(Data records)
-*-
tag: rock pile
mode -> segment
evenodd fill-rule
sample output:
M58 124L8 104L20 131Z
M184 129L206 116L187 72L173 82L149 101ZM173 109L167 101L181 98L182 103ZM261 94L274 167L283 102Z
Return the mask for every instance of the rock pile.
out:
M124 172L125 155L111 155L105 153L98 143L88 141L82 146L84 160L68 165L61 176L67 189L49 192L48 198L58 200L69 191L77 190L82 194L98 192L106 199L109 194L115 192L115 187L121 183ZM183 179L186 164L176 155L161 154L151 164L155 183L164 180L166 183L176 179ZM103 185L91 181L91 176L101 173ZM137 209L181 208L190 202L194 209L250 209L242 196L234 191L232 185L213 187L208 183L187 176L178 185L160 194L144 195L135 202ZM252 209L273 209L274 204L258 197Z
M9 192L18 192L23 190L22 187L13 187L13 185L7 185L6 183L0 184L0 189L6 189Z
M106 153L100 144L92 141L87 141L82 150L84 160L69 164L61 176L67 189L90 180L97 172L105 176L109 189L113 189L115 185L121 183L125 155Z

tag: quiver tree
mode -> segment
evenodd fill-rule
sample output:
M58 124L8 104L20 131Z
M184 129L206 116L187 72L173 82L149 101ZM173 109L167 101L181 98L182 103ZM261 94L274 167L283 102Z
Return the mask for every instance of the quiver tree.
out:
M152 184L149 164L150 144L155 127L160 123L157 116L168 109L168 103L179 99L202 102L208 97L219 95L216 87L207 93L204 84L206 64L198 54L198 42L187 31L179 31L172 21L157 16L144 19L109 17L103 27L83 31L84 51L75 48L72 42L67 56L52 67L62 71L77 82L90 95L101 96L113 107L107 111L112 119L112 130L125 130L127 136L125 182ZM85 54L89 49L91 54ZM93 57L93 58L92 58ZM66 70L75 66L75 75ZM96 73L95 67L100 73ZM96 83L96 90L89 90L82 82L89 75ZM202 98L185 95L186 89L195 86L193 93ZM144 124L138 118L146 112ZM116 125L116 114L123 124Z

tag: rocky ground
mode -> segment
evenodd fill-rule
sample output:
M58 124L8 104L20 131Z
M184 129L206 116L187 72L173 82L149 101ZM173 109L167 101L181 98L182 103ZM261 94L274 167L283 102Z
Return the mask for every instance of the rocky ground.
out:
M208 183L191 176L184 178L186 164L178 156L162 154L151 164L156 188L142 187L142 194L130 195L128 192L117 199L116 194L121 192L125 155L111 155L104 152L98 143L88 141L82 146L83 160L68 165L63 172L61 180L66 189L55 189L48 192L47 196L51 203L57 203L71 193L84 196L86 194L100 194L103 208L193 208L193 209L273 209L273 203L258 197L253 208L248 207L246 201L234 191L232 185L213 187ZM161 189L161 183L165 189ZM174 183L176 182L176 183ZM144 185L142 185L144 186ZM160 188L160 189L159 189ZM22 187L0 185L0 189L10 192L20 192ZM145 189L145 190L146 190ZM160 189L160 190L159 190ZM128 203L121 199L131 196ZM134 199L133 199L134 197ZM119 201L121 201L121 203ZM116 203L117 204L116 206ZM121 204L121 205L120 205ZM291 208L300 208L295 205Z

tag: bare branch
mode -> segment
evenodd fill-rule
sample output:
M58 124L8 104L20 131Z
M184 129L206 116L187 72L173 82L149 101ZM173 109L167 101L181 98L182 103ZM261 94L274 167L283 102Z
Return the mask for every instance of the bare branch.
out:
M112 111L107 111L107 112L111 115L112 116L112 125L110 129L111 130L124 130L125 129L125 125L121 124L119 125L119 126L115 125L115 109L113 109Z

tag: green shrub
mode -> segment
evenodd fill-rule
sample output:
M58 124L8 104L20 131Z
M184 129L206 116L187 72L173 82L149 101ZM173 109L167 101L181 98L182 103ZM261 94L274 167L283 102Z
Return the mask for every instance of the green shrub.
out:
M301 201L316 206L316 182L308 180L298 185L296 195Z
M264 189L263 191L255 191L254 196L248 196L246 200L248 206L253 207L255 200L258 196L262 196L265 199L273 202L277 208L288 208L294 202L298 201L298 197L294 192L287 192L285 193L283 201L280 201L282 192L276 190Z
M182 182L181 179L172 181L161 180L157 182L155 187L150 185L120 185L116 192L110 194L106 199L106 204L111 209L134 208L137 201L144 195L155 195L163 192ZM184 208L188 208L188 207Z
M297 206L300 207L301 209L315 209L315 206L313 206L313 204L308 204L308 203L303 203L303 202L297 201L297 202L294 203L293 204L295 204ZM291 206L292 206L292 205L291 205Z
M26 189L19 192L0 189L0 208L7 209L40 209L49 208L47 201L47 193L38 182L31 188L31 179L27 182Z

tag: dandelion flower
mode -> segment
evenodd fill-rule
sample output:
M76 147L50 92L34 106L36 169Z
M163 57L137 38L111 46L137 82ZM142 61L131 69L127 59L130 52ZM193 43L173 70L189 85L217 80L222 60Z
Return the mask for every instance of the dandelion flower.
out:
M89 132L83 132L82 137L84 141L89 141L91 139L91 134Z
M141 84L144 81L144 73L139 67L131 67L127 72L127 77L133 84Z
-*-
Required task:
Reproduce exactly the line containing "tag: bare branch" and every line after it through the end of the records above, and nothing else.

Output for this exercise:
tag: bare branch
mode -> segment
evenodd fill-rule
sample output:
M58 124L8 104L20 131Z
M184 129L206 116L187 72L173 82L149 101ZM173 109L167 101L181 98L182 103ZM261 94L274 167L283 102Z
Return the mask for every instance of the bare branch.
out:
M112 111L107 111L107 112L111 115L112 116L112 125L110 129L111 130L124 130L125 129L125 125L121 124L119 125L119 126L115 125L115 109L113 109Z

tag: green shrub
mode -> segment
evenodd fill-rule
sample output:
M58 124L8 104L20 131Z
M184 129L206 116L187 72L173 82L149 101ZM173 109L167 101L181 98L182 103ZM261 94L274 167L283 102Z
Return the mask for every instance of the green shrub.
out:
M301 201L316 206L316 182L308 180L298 185L296 195Z
M264 189L263 191L255 191L254 196L248 196L246 200L248 206L253 207L255 200L258 196L262 196L265 199L273 202L277 208L288 208L294 202L298 201L298 197L294 192L287 192L285 193L283 201L280 201L282 192L276 190Z
M182 182L181 179L172 181L161 180L157 182L155 187L150 185L120 185L116 192L110 194L106 199L106 204L111 209L134 208L137 201L144 195L155 195L163 192ZM184 208L188 208L188 207Z
M297 206L300 207L301 209L315 209L315 206L313 206L313 204L308 204L308 203L303 203L303 202L297 201L297 202L294 203L293 204L295 204ZM291 206L292 206L292 205L291 205Z
M26 189L19 192L0 189L0 208L7 209L40 209L49 208L47 201L47 193L38 182L31 188L31 179L27 182Z

tag: dandelion flower
mode -> segment
evenodd fill-rule
sample output:
M76 147L50 92L34 106L36 169Z
M163 57L137 38L111 46L137 82ZM142 61L131 69L127 59L130 52ZM193 43L173 70L189 85L217 80L222 60Z
Return the mask for every instance of the dandelion flower.
out:
M89 132L83 132L82 137L84 141L89 141L91 139L91 134Z
M141 84L144 81L144 73L139 67L131 67L127 72L127 77L133 84Z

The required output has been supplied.